____ DATA SHOWN
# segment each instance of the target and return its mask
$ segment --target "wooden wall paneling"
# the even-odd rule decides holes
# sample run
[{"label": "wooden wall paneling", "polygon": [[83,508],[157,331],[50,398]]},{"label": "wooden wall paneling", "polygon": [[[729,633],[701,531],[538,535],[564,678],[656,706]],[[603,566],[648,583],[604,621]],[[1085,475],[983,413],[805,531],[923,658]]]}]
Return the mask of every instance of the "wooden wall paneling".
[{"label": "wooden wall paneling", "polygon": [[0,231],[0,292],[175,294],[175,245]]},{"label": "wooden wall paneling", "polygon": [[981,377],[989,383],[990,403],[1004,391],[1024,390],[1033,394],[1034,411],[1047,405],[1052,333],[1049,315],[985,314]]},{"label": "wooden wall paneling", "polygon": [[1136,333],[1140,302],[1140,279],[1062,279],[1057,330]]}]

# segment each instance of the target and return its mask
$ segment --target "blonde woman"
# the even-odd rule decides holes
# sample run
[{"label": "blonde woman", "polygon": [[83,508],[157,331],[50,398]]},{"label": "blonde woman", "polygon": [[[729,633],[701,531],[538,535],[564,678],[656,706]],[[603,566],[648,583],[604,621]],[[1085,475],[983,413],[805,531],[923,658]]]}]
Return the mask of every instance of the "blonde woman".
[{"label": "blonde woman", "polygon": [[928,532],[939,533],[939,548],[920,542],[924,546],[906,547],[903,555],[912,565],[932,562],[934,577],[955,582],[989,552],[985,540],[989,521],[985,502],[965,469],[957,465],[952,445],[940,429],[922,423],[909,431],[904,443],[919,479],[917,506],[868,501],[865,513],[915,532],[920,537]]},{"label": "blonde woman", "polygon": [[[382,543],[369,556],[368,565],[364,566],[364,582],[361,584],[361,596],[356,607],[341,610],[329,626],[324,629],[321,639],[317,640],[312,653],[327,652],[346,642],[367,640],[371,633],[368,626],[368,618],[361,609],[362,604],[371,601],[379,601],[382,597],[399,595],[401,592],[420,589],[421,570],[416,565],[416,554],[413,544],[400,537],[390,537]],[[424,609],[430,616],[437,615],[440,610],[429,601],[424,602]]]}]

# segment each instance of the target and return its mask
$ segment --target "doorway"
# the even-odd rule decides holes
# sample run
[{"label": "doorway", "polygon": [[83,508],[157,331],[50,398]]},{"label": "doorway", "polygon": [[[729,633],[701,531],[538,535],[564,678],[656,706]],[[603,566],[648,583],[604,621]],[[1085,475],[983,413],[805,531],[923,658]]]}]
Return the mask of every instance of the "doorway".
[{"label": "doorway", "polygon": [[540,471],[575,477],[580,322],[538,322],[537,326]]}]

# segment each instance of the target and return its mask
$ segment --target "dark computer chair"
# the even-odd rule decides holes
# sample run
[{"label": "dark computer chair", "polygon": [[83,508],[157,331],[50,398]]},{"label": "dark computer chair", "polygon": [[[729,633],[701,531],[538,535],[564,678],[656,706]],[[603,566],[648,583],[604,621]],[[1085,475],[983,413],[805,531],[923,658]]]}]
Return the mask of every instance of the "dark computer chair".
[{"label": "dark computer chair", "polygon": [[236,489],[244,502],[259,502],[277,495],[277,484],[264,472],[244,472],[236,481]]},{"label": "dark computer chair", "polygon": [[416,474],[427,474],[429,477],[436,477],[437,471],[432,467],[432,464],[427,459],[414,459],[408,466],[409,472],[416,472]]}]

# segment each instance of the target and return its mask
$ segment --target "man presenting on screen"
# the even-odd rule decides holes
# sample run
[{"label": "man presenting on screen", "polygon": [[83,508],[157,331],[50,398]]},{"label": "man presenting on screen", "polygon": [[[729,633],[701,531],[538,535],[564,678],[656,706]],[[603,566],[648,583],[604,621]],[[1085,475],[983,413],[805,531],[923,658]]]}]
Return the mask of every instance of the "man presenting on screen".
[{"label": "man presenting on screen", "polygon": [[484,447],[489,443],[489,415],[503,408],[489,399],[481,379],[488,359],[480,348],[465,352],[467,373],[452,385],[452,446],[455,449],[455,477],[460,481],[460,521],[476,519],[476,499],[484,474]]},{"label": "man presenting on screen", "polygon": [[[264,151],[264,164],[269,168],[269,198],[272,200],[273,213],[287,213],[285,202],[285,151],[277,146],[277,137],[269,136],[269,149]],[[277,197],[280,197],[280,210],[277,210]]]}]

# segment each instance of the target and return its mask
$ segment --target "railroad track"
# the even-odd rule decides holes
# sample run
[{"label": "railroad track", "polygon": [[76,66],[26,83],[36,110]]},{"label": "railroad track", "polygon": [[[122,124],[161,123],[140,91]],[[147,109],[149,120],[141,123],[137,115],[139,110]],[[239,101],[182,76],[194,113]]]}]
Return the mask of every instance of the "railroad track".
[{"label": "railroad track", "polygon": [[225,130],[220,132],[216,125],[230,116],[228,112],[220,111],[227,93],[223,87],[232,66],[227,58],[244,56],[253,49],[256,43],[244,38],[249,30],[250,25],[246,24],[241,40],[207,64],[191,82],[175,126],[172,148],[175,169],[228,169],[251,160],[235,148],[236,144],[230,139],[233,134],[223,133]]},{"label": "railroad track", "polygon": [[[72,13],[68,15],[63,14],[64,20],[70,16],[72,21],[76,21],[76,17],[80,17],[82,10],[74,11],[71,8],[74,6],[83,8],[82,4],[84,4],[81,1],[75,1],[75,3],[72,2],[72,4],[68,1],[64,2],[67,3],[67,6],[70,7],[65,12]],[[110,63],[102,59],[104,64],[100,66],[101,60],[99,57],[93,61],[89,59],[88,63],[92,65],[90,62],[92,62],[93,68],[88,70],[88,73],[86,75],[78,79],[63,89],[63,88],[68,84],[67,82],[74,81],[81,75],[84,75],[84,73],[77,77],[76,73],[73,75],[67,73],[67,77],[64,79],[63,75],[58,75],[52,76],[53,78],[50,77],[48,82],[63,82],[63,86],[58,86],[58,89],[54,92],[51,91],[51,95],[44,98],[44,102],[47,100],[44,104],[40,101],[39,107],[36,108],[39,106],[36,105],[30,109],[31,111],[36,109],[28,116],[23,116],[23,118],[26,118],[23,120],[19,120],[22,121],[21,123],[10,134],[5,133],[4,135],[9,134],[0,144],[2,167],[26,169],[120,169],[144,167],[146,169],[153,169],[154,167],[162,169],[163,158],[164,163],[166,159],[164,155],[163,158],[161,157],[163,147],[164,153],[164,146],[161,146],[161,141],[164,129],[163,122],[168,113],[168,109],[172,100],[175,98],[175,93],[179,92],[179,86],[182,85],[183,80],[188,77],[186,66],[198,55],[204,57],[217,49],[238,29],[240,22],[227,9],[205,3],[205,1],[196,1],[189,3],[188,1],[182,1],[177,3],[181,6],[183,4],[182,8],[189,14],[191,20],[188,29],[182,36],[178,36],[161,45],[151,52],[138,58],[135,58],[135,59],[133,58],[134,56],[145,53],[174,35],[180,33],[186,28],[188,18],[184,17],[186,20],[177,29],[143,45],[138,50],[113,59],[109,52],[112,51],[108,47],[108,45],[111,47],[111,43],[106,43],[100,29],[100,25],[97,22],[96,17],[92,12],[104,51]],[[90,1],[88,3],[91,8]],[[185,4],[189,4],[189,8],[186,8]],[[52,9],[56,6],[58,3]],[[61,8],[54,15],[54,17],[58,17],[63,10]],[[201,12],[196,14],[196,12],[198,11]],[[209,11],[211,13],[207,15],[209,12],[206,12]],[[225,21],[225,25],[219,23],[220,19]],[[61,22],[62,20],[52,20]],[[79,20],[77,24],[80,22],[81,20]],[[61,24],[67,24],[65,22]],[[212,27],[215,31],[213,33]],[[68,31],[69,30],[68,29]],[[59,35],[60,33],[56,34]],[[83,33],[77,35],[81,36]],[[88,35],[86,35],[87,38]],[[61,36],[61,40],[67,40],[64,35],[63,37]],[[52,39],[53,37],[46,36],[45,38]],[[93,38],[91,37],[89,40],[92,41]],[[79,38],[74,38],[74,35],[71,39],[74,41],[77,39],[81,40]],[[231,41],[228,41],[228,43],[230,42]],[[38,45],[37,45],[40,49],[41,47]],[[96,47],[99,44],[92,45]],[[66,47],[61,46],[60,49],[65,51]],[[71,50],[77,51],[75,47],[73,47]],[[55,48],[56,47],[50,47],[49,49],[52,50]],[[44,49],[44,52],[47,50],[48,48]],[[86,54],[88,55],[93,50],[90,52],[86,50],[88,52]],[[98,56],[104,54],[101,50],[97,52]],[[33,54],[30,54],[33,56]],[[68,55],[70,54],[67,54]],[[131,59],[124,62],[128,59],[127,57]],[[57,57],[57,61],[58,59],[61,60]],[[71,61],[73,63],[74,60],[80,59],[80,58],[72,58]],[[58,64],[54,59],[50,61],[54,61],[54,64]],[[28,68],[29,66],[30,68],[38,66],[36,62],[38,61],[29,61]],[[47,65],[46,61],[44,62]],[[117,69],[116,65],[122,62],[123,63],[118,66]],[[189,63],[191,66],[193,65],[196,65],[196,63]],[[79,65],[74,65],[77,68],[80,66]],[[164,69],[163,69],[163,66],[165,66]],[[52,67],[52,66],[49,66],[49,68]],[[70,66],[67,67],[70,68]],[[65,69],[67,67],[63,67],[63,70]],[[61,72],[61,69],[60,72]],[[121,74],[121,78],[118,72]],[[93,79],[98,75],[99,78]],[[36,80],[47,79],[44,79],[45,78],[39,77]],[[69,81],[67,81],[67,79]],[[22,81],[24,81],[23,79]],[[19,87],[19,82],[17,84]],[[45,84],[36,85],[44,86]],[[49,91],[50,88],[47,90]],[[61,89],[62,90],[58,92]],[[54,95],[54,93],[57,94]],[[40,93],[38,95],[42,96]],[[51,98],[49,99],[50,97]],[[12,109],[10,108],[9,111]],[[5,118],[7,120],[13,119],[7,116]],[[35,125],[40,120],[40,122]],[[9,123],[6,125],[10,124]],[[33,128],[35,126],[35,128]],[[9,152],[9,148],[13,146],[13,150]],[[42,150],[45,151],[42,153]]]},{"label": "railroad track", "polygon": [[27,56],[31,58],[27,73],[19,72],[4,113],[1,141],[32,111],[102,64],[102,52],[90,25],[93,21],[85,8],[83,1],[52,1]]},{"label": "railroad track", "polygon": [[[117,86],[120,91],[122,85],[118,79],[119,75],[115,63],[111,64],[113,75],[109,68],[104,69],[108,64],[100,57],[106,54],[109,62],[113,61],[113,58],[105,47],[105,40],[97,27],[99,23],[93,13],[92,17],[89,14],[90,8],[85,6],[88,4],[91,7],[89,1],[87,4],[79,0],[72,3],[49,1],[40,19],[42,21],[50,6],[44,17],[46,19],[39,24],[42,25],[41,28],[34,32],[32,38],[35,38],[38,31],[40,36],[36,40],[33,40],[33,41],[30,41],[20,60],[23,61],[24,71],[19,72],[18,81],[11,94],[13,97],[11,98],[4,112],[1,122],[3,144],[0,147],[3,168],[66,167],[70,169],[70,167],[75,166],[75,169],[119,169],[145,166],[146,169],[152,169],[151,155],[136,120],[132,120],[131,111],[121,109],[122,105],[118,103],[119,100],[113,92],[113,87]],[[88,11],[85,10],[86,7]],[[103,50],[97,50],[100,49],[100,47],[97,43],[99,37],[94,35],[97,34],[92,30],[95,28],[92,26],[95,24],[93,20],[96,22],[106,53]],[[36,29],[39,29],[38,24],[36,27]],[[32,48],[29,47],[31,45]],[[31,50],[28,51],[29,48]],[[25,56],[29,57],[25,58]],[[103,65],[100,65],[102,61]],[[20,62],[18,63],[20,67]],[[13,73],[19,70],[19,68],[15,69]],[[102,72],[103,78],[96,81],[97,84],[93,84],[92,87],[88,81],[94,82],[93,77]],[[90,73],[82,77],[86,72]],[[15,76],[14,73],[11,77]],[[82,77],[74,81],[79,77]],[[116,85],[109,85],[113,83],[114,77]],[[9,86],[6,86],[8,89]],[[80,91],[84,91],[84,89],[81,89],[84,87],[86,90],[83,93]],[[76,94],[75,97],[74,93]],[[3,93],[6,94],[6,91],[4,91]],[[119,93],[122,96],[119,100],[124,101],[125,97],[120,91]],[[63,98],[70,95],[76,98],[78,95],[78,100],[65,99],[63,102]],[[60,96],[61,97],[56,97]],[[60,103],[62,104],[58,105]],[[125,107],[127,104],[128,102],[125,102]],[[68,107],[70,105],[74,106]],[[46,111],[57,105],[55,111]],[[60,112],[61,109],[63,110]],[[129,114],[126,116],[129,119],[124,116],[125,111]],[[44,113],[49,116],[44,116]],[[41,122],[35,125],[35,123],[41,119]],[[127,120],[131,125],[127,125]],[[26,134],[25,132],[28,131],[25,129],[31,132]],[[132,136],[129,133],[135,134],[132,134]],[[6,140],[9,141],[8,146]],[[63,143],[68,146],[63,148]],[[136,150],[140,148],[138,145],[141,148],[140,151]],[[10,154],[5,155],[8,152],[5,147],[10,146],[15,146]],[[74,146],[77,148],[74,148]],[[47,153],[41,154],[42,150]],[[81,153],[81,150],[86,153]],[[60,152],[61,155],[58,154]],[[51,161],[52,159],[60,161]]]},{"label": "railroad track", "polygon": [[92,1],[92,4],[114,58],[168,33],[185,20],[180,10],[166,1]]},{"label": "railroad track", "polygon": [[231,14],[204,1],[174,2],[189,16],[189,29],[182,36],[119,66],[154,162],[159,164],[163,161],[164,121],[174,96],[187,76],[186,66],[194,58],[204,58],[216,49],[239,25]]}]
________
TASK PROMPT — Pull out each line of the items above that contains the string "doorway". Case counts.

OUTPUT —
$ segment --target "doorway"
[{"label": "doorway", "polygon": [[83,508],[157,331],[50,398]]},{"label": "doorway", "polygon": [[[729,633],[701,531],[538,535],[564,678],[656,706]],[[603,566],[648,583],[604,621]],[[1085,475],[983,413],[805,531],[923,658]]]}]
Return the mask of every instance of the "doorway".
[{"label": "doorway", "polygon": [[540,471],[575,477],[580,322],[538,322],[537,326]]}]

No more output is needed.